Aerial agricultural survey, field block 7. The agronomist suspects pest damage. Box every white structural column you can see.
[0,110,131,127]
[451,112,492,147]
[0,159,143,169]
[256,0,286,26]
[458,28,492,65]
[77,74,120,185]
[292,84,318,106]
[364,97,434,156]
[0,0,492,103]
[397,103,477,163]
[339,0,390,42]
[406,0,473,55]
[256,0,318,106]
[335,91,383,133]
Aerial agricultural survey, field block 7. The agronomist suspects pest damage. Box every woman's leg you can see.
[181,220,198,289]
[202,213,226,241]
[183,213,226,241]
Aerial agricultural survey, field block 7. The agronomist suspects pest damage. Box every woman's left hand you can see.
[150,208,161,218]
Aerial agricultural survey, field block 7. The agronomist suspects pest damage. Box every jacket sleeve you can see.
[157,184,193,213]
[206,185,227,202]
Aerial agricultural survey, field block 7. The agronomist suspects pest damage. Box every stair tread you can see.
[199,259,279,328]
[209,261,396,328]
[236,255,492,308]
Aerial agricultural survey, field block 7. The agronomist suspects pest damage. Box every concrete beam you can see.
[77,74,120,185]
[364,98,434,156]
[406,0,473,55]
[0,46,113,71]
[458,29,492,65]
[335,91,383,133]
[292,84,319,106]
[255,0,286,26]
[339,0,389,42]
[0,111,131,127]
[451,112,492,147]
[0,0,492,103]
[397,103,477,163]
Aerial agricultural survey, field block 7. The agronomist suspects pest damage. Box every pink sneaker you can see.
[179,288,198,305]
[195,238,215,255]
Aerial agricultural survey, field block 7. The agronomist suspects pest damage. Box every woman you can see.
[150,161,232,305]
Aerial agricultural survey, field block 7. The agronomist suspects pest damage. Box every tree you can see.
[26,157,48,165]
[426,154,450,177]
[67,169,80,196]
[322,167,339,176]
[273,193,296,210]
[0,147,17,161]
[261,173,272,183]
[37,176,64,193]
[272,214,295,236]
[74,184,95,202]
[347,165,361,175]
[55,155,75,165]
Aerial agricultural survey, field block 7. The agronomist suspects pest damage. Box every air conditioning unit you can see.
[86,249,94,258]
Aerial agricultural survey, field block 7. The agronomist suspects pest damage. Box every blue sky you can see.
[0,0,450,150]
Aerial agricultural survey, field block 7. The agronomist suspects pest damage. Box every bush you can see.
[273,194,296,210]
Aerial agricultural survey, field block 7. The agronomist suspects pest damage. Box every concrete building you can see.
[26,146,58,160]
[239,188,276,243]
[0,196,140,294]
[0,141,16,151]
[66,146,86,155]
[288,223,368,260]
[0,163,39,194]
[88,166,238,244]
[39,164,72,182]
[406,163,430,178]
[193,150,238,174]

════

■ **EXERCISE**
Write out the lines above word for word.

■ **SOLVED EXERCISE**
Aerial agricultural survey, field block 7. The agronomist suspects pest damage. Box every white structural column you can see.
[0,110,131,127]
[451,112,492,147]
[0,159,143,169]
[256,0,286,26]
[458,28,492,65]
[77,74,120,185]
[292,84,318,106]
[364,97,434,156]
[0,0,492,103]
[397,103,477,163]
[339,0,390,42]
[406,0,473,55]
[256,0,318,106]
[335,91,383,133]
Aerial agricultural survey, field block 7. The agronomist suspects pest damage. Box every woman's leg you can see.
[181,220,198,289]
[202,213,226,241]
[183,213,226,241]
Aerial agricultural survey, field block 7. The agronomist suspects pest damage. Box every woman's left hand you can see.
[150,208,161,218]
Aerial agricultural survey, field block 7. The agronomist suspects pest damage. Box every jacket sleeve you can see.
[157,184,193,213]
[206,185,227,202]
Aerial agricultural survey, field block 7. The agronomist suspects pest damage. Box every stair tread you can see.
[199,259,279,328]
[209,261,396,328]
[236,255,492,308]
Aerial agricultural survey, field block 7. The agronomist suspects pest damage. Box every concrete beam you can see.
[77,74,120,185]
[364,98,434,156]
[406,0,473,55]
[0,46,113,71]
[458,29,492,65]
[335,91,383,133]
[292,84,319,106]
[255,0,286,26]
[339,0,389,42]
[0,111,131,127]
[451,112,492,147]
[0,0,492,103]
[397,103,477,163]
Aerial agricultural survey, field block 7. The agronomist suspects pest damage. Box every pink sneaker you can see.
[179,288,198,305]
[195,238,215,255]
Aerial agricultural survey, field block 7. The agronomist suspects pest damage. Box every woman you can see.
[150,161,232,305]
Aerial agricultural survey, field block 7. The agronomist suspects pest damage. Box every tree you can see.
[26,157,48,165]
[426,154,450,177]
[67,169,80,196]
[322,167,339,176]
[273,193,296,210]
[0,147,17,161]
[261,173,272,183]
[37,176,64,193]
[272,214,295,236]
[74,184,95,202]
[347,165,361,175]
[55,155,75,165]
Aerial agricultural survey, field block 7. The agronomist suspects pest damage. Box every air conditioning unit you can see.
[86,249,94,258]
Aerial agricultural survey, field block 7. The agronomist suspects pest damage. Box every blue sky you can see.
[0,0,450,150]
Aerial agricultural survey, field block 7. The agronomist suspects pest damage. Box every bush you can see.
[273,194,296,210]
Aerial agricultural survey, field block 7. The agronomist suspects pest damage. Box every concrete building you can see.
[26,146,58,160]
[239,188,276,243]
[0,196,140,294]
[0,141,16,151]
[66,146,86,155]
[288,223,368,260]
[0,163,39,194]
[88,166,238,244]
[39,164,72,182]
[406,163,430,178]
[193,150,238,174]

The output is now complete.